Point-per-instance localization data

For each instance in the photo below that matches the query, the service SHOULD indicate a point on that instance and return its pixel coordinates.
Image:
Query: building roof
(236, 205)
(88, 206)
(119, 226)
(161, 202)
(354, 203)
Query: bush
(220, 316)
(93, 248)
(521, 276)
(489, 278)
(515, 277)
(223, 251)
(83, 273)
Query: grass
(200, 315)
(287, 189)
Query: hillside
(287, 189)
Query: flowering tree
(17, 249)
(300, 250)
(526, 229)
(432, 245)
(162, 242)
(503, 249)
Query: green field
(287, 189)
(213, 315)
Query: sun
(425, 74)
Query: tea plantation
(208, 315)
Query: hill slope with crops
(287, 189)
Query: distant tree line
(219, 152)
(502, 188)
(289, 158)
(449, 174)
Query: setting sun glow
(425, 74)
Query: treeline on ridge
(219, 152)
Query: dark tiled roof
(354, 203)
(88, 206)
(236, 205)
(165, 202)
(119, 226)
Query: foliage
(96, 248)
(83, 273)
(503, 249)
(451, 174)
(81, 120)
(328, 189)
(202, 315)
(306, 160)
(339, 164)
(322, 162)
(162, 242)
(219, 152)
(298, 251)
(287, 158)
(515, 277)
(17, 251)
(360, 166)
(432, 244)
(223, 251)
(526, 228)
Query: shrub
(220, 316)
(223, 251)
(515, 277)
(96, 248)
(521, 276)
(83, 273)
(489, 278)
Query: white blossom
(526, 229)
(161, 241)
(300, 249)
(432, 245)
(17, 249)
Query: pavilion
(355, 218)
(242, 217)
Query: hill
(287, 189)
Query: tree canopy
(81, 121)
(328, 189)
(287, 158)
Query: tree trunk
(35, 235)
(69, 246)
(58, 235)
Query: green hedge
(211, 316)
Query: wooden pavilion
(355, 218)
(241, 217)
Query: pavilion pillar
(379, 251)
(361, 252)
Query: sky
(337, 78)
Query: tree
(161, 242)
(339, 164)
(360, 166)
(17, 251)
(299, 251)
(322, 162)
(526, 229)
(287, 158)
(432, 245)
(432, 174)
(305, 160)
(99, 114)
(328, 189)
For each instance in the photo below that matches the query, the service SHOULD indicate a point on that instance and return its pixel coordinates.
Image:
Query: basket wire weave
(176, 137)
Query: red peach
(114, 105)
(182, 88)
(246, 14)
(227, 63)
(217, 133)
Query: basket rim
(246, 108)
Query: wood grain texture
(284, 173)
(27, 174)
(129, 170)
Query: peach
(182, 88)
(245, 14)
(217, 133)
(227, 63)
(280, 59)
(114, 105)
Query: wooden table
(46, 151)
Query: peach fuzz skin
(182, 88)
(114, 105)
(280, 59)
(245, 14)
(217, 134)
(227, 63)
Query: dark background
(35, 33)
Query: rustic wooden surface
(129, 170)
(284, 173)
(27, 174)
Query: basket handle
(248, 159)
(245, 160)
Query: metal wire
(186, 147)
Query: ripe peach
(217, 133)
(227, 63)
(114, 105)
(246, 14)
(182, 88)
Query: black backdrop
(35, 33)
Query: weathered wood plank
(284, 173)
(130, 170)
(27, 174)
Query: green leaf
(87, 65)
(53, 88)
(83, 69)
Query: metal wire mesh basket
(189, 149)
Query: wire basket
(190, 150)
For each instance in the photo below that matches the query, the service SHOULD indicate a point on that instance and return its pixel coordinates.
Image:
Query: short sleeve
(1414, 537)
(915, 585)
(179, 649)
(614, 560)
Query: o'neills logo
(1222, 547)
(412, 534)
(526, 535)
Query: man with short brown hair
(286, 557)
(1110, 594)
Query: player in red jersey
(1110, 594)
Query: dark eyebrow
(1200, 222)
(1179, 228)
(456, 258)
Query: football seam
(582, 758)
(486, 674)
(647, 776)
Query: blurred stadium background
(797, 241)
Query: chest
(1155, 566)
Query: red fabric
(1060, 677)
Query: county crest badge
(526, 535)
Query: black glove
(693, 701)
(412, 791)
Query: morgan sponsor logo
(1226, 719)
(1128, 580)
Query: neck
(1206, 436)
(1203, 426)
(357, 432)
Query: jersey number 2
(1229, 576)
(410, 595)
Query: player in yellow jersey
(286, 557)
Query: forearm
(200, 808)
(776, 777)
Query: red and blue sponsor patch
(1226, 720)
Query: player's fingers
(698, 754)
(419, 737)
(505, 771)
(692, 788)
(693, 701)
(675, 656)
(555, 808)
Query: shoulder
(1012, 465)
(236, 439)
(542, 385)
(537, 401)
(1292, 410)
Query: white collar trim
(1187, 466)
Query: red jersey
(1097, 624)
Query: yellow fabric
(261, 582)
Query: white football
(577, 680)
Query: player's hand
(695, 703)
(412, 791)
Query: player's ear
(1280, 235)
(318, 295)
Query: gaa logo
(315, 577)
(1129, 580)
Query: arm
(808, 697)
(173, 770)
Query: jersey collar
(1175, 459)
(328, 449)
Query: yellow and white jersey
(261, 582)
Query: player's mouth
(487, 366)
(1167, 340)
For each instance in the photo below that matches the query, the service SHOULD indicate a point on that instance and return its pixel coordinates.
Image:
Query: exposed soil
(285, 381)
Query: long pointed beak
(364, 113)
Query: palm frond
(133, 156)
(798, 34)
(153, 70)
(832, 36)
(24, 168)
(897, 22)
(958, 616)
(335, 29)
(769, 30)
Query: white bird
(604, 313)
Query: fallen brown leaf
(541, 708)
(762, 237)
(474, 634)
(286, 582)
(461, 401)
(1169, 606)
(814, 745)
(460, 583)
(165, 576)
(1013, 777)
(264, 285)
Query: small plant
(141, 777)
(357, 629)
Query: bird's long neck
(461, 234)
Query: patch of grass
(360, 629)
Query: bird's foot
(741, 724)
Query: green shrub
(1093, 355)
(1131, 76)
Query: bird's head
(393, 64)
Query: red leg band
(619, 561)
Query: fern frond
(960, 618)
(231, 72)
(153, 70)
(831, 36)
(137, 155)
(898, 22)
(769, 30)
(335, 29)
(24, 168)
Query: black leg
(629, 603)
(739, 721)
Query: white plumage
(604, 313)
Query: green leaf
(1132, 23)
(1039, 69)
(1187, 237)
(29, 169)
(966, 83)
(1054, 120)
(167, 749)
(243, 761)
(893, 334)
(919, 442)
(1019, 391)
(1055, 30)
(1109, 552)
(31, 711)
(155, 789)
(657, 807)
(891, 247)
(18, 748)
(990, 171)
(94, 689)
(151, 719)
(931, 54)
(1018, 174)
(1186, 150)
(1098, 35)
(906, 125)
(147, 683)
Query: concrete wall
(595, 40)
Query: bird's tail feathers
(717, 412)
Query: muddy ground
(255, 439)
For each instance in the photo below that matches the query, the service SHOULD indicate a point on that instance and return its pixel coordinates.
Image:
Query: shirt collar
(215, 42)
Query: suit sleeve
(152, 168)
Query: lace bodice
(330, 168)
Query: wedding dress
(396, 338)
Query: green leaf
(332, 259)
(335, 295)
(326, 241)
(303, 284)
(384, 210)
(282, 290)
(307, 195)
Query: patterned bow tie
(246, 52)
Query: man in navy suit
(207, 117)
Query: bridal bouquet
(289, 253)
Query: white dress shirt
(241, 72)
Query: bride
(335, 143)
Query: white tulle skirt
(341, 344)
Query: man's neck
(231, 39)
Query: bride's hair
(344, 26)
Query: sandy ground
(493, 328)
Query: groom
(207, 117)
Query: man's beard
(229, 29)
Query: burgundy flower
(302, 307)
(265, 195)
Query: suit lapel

§ To do
The result consists of the line with "Query: white plumage" through the last line of the entries above, repeated exactly and with nothing else.

§ Response for this exercise
Query: white plumage
(604, 313)
Query: green leaf
(1132, 23)
(1039, 69)
(1187, 237)
(29, 169)
(966, 83)
(1054, 120)
(167, 749)
(243, 761)
(893, 334)
(919, 442)
(1019, 391)
(1055, 30)
(1109, 552)
(31, 711)
(155, 789)
(657, 807)
(891, 247)
(18, 748)
(990, 171)
(94, 689)
(151, 719)
(931, 54)
(1018, 174)
(1186, 150)
(1098, 35)
(906, 125)
(147, 683)
Query: concrete wall
(595, 40)
Query: bird's tail feathers
(717, 412)
Query: muddy ground
(255, 439)
For each instance in the photo below that matches the query, the service SHOULD indicate a point on that instance and return its pixel coordinates.
Image:
Query: shirt collar
(215, 42)
Query: suit sleeve
(152, 168)
Query: lace bodice
(330, 168)
Query: wedding dress
(396, 338)
Query: green leaf
(332, 259)
(335, 295)
(326, 241)
(303, 284)
(384, 210)
(282, 290)
(307, 195)
Query: patterned bow tie
(246, 52)
Query: man in navy suit
(207, 117)
Query: bridal bouquet
(289, 253)
Query: white dress shirt
(241, 72)
Query: bride
(335, 143)
Query: white tulle skirt
(341, 344)
Query: man's neck
(231, 39)
Query: bride's hair
(344, 26)
Query: sandy ground
(493, 328)
Query: groom
(207, 117)
Query: man's beard
(229, 29)
Query: burgundy flower
(302, 307)
(265, 195)
Query: suit lapel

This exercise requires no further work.